BEGIN Selection

Omissions too can be important. At 3.329-48, Ovid offers a catalogue of love poets among whose immortal works he hopes his will be found; G. discusses extensively the puzzling (to some readers, at least) inclusion of Virgil and Varro of Atax on this list, but does not comment on the equally puzzling absence of Catullus, primus inter amantes : cf. Am. 3.15.7.
Finally, I offer a modest suggestion to supplement G.’s careful observations on the structure of A3 (3-6). The couplet 99-100 is seen by G. as an announcement of poetic progress: the poet will begin his voyage in port, driven by a gentle wind; only later will dangerous blasts carry him out to sea. To describe the breeze under whose influence he hopes to launch his instructions, Ovid uses the phrase aura leuis; he thus anticipates and inverts the emotional high-point of the book, the story of Cephalus and Procris and the ambiguous role of aura therein: exemplum uobis non leue Procris erit, 3.686.
As is usual with volumes in this series, this book has been beautifully edited. I noted only a handful of typos and other errors: 16 ‘expostion’ for ‘exposition’; 150 ‘implict’ for ‘implicit’; 175 an apostrophe has become a comma in the Italian quotation; 199 ‘refering’ for ‘referring’; 267 ‘assignation’ for ‘assignment’. In the n. on 317, G. misidentifies the Propertian party-girl Teia (4.8.31) as Tarpeia. Greek quotations exhibit occasional extra spaces, but readability is not affected.

END Selection

What this exercise asks »
A - According to the review excerpt, which poet is puzzlingly absent from Ovid's catalogue of love poets at 3.329-48?
B - For each statement, say whether it agrees with the review excerpt, quoting the words that decide it.
(i) G. comments on the absence of Catullus from Ovid's catalogue.
(ii) The extra spaces in the Greek quotations do not affect readability.
(iii) In the note on 317, G. misidentifies Teia as Tarpeia.

BEGIN Raw records

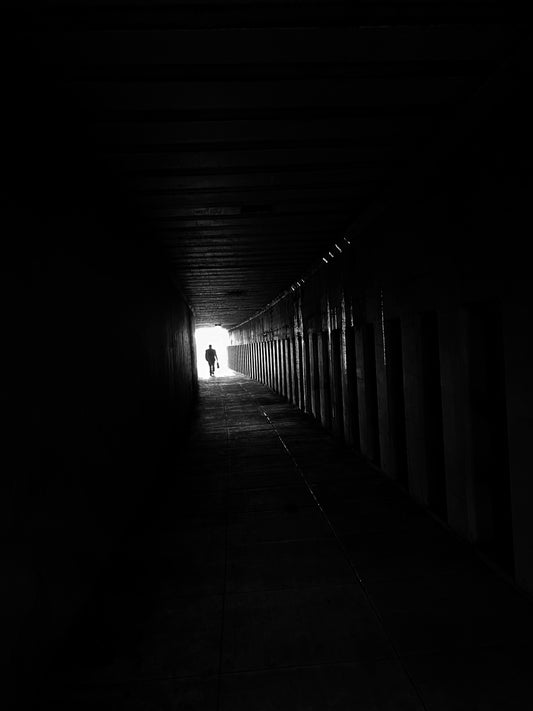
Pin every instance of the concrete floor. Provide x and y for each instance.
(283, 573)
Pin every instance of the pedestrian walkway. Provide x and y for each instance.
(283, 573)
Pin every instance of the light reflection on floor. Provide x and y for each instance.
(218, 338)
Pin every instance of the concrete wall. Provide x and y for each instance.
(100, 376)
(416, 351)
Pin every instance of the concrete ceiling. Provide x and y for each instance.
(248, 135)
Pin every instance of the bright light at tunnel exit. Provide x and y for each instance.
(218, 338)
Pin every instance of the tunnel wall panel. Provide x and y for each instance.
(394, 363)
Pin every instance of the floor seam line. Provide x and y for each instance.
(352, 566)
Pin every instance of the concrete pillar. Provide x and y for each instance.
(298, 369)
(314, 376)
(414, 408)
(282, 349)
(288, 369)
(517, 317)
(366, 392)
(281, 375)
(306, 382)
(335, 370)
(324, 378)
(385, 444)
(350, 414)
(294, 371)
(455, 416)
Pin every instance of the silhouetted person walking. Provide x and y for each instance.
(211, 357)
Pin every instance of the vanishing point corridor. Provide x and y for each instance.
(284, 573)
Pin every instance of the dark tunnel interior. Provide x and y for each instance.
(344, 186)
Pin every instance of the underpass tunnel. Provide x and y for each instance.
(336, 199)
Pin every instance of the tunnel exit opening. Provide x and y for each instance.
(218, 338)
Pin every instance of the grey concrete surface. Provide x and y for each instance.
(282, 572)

END Raw records

Expected outputs »
A - Catullus.

B -
(i) No: "but does not comment on the equally puzzling absence of Catullus"
(ii) Yes: "Greek quotations exhibit occasional extra spaces, but readability is not affected."
(iii) Yes: "In the n. on 317, G. misidentifies the Propertian party-girl Teia (4.8.31) as Tarpeia."